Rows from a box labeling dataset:

§ §

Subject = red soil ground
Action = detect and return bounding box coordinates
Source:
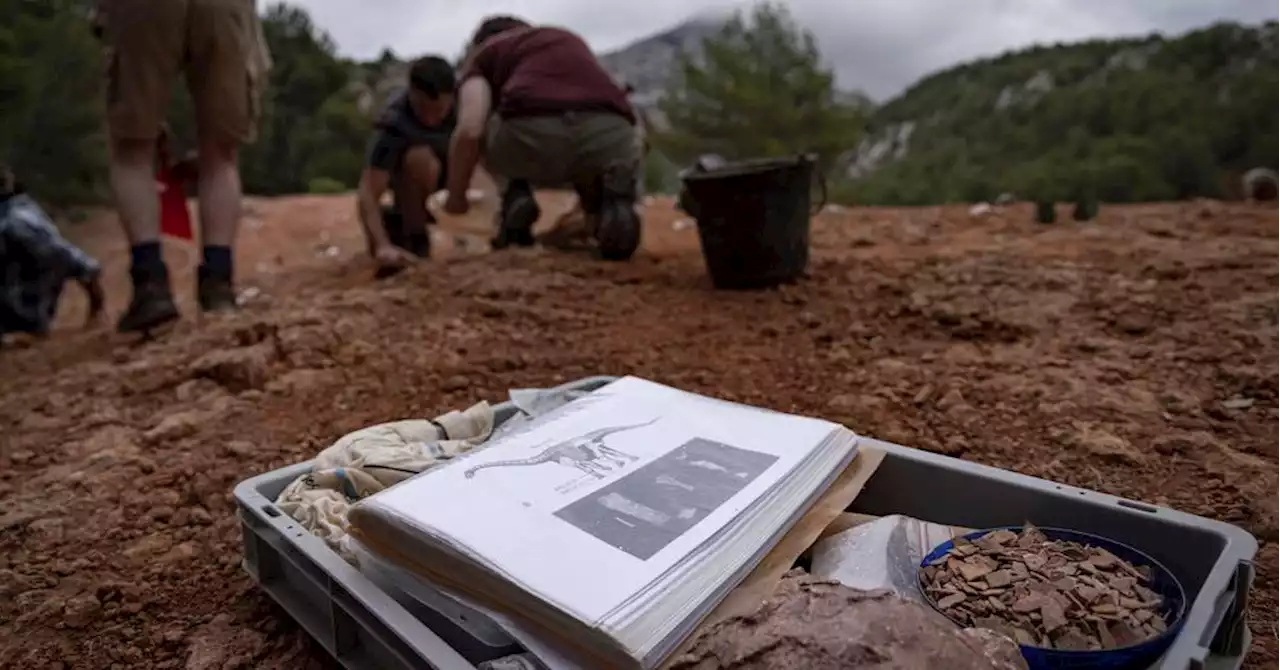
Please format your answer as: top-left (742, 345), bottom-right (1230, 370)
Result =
top-left (0, 190), bottom-right (1280, 669)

§ §

JOB: Repeat the data above word for word, omitting the picture.

OUTPUT:
Subject = red soil ground
Action = detect and return bounding box coordinates
Source:
Please format your answer as: top-left (742, 345), bottom-right (1230, 370)
Result =
top-left (0, 190), bottom-right (1280, 669)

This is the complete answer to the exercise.